[Çıkarılan metin]:
#####

Himmet UÇ
Kur'an’da geçen çok özel kelime: Bedii
Kur'an’da geçen çok özel kelimelerden biri de bedii kelimesidir.
بَد۪يعُ السَّمٰوَاتِ وَالْاَرْضِۜ وَاِذَا قَضٰٓى اَمْرًا فَاِنَّمَا يَقُولُ لَهُ كُنْ فَيَكُونُ
Bedî’u assemâvâti vel-ard ve-iżâ kadâ emran fe-innemâ yekûlu lehu kun feyekûn
“O gökleri ve yeri eşsiz ve benzersiz, en güzel yaratan Allah’tır. Sadece ol demesi yeterlidir.” (Bakara suresi 117. ayet)
Allah her şeyi en güzel şekilde yaratmış ve biçimlendirmiş. Bu ayet ve daha başka ayetler bu biçim tasarım, renk, boyut ve daha nice estetik unsurların hepsini Allah yarattıklarında insanların göreceği şekilde yapmıştır, göstermiştir.
Bediiyat kelimesi, dilimizde oldukça kullanılan kelimelerden birisidir. Bediiyat kelimesi Arapça kökenlidir.
TDK'ya göre bediiyat kelimesi anlamı şu şekildedir:
Estetik bilimi, güzel sanatlar.
1-Sanattaki güzel ve güzelliğin niteliğini, insan düşüncesinde ve duygularında yaptığı etkileri birtakım ilkelere ve yöntemlere göre inceleyip değerlendiren bilgi dalı.
2-Güzel ve güzellikle ilgili sorunları konu olarak ele alan, öğrencilerde güzelliğe değgin görüş ve duyguların gelişmesini sağlamak amacıyle kimi okullarda okutulan ders.
3-Aesthetics.
Bedii
1-Güzellik ölçülerine uyan, gözü gönlü okşayan, beğenilen.
2-Estetik.
3-Güzellik sahibi, benzersiz.
4-Beğenilen, gözü gönlü okşayan.
5-Eşi benzeri olmayan.
Osmanlıcada bediiyyat estetik ve ona bağlı ilimleri ifade der. Bediüzzaman da bu kelimeyi çok kullanır. Mesela “Kur’an’ın üslup-u bediîsi, beş altı lem’a-i i’câzı tazammun ettiğini İşârâtü’l-İ’câz’da yazmışız.”
Mahlukatın yaratılışı bedii olduğu gibi Kur’an’ın üslubu de bediidir. Bunu anlatır ama bahis çok özel bir bahistir.
Aşağıdaki metinde de Kur’an üslubunun eşsiz güzelliği konu edinilir.

#####

[Sağlanan materyal]:
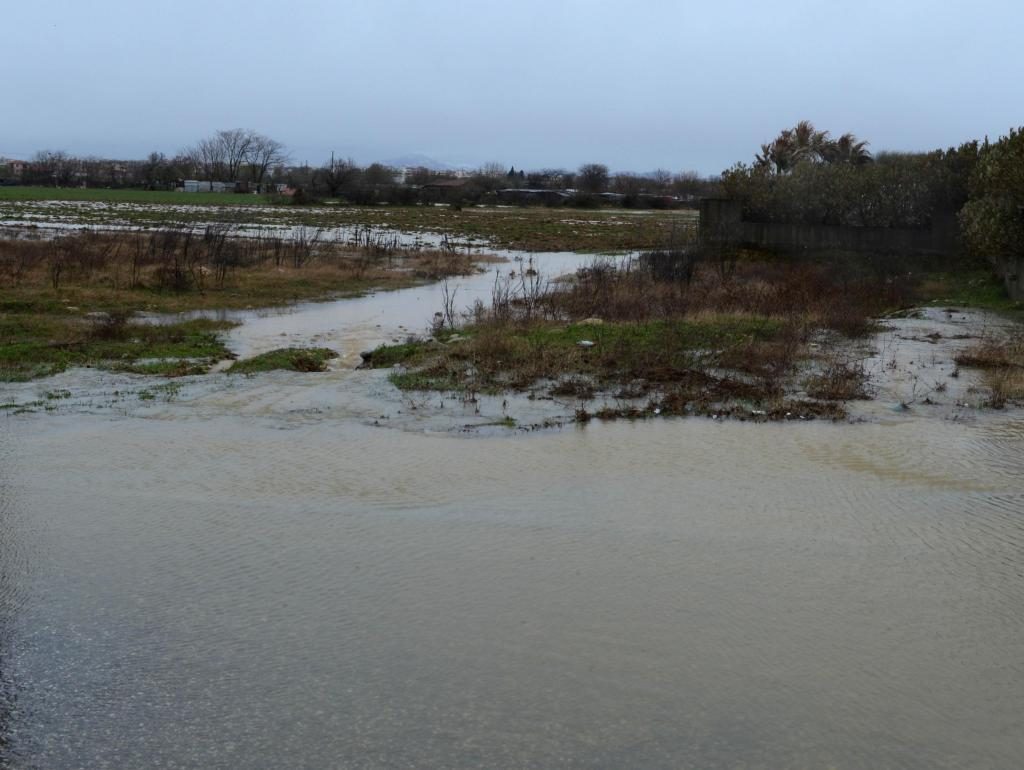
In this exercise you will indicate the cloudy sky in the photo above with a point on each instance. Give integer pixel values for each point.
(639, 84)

#####

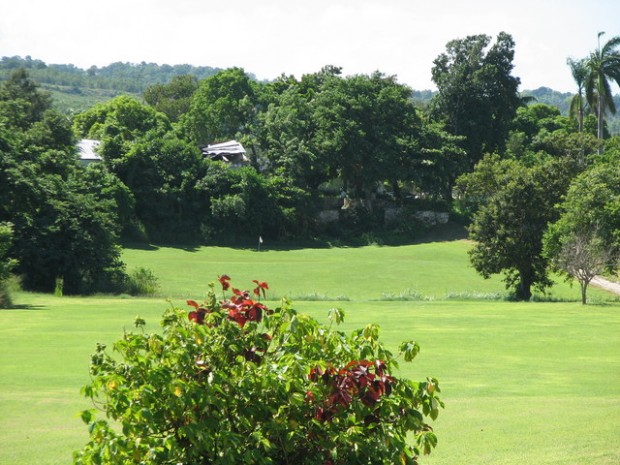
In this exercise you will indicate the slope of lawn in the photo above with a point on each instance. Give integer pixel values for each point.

#####

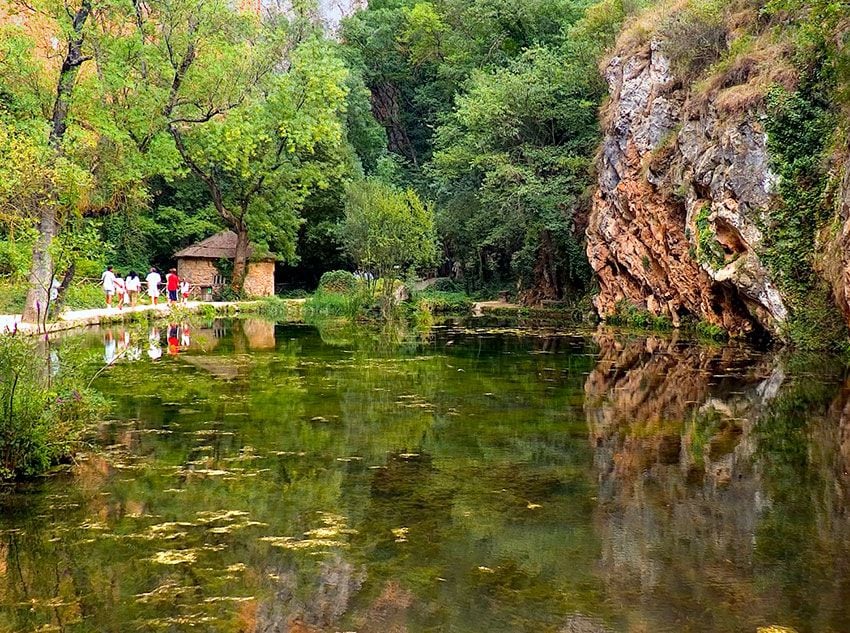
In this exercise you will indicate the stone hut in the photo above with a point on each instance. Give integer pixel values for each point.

#####

[Görev]:
“Bedii” kelimesini anlatan metinde “4-Beğenilen, gözü gönlü” ifadesinden “güzelliği konu edinilir.” ifadesine kadar olan kısmı hiç değiştirmeden verin.

[Alıştırma sonucu]:
4-Beğenilen, gözü gönlü okşayan.
5-Eşi benzeri olmayan.
Osmanlıcada bediiyyat estetik ve ona bağlı ilimleri ifade der. Bediüzzaman da bu kelimeyi çok kullanır. Mesela “Kur’an’ın üslup-u bediîsi, beş altı lem’a-i i’câzı tazammun ettiğini İşârâtü’l-İ’câz’da yazmışız.”
Mahlukatın yaratılışı bedii olduğu gibi Kur’an’ın üslubu de bediidir. Bunu anlatır ama bahis çok özel bir bahistir.
Aşağıdaki metinde de Kur’an üslubunun eşsiz güzelliği konu edinilir.